**WHAT THE TASK ASKS**
Each line below should be copied exactly as it stands.

....

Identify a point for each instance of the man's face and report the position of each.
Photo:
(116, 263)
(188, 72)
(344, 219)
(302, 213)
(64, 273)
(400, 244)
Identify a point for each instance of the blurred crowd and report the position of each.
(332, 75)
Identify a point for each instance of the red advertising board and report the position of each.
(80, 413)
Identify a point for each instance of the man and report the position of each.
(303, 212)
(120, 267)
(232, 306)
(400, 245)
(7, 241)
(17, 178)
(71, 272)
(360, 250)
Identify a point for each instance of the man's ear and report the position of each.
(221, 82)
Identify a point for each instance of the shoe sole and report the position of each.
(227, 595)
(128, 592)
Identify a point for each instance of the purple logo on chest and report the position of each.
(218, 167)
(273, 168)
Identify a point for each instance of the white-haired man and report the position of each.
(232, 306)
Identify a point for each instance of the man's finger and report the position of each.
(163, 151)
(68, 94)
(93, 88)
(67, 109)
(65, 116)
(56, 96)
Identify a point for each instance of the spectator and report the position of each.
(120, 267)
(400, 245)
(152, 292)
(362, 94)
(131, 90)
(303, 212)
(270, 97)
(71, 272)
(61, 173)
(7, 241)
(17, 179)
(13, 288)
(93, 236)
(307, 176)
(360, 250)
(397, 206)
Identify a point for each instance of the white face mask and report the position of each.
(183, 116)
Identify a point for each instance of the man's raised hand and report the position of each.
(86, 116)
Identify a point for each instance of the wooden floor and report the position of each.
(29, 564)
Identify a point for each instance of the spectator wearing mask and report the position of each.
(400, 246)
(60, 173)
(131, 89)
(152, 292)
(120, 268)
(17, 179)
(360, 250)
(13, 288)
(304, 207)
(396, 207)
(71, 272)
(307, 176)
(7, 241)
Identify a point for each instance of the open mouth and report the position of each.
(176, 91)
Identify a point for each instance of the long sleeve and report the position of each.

....

**RESPONSE AREA**
Identify a point for each instance of the man's face and report the position of each.
Photo:
(116, 263)
(188, 72)
(344, 219)
(302, 213)
(64, 273)
(400, 244)
Identify a point for each instance of the blurred crowd and report the position of each.
(332, 75)
Identify a point for each instance of the red advertising board and report the position of each.
(80, 413)
Identify a point for each instance of the man and report the position of each.
(303, 212)
(120, 267)
(232, 306)
(400, 245)
(7, 241)
(17, 178)
(71, 272)
(360, 250)
Identify a point for each instance of the man's ear and report the position of each.
(221, 82)
Identify a point for each instance of the shoe sole and report the position of each.
(227, 595)
(128, 592)
Identify a point for each instance of the purple logo on chest and report the position of each.
(218, 167)
(273, 168)
Identify a point for each instance of the white-haired man and report the position of each.
(232, 306)
Identify a point for each instance of the man's finger and report the position of each.
(163, 151)
(68, 94)
(93, 88)
(67, 109)
(65, 116)
(56, 96)
Identify a point for each instance of the spectator and report the position of each.
(120, 267)
(400, 245)
(152, 292)
(362, 94)
(131, 90)
(303, 212)
(270, 97)
(71, 272)
(61, 173)
(7, 241)
(17, 179)
(13, 288)
(93, 236)
(307, 176)
(360, 250)
(397, 206)
Identify a point for each instance of the white face mask and report the position of each.
(183, 116)
Identify a point for each instance of the man's raised hand and report the position of each.
(86, 116)
Identify a point for each instance of the wooden floor and report the position of each.
(29, 564)
Identify a point for each instance of the spectator wearing mask and report the position of each.
(400, 246)
(60, 173)
(131, 89)
(152, 292)
(120, 268)
(17, 179)
(360, 250)
(13, 288)
(304, 207)
(396, 207)
(71, 272)
(307, 176)
(7, 241)
Identify a point for each instance of the open mouth and report the position of each.
(176, 91)
Identify a point for each instance of the long sleeve and report the position of each.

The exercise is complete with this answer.